### YOUR OBJECTIVE
For this exercise, retype each line of the material below verbatim and omit any picture.
------------------------
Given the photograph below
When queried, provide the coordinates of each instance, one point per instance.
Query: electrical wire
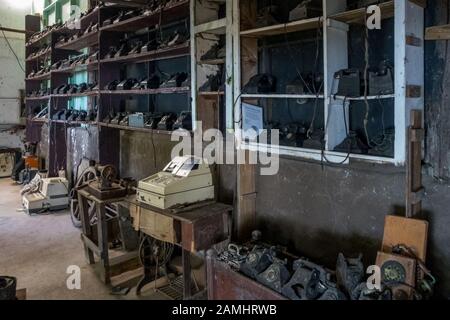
(11, 48)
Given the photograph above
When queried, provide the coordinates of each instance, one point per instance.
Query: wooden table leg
(187, 294)
(86, 226)
(102, 229)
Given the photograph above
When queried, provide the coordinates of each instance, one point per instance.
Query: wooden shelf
(212, 62)
(282, 96)
(169, 14)
(148, 91)
(44, 55)
(160, 54)
(295, 26)
(183, 133)
(85, 41)
(359, 15)
(43, 38)
(217, 27)
(385, 96)
(76, 95)
(82, 67)
(37, 98)
(74, 123)
(211, 95)
(39, 120)
(438, 32)
(45, 76)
------------------------
### EXERCISE ANSWER
Given the photograph below
When queried, provide the coordinates of each instance, one point per instance.
Query: electrical wire
(11, 48)
Given the photograph above
When queried, provide the coordinates of each instance, one point per instance.
Query: wooden table leg
(187, 294)
(86, 226)
(102, 229)
Given the photograph above
When queried, provide the coordinates of each instance, one point per instance.
Query: wooden shelf
(212, 62)
(282, 96)
(169, 14)
(148, 91)
(44, 55)
(160, 54)
(295, 26)
(183, 133)
(85, 41)
(359, 15)
(43, 38)
(217, 27)
(385, 96)
(76, 95)
(82, 67)
(37, 98)
(74, 123)
(211, 95)
(39, 120)
(438, 32)
(45, 76)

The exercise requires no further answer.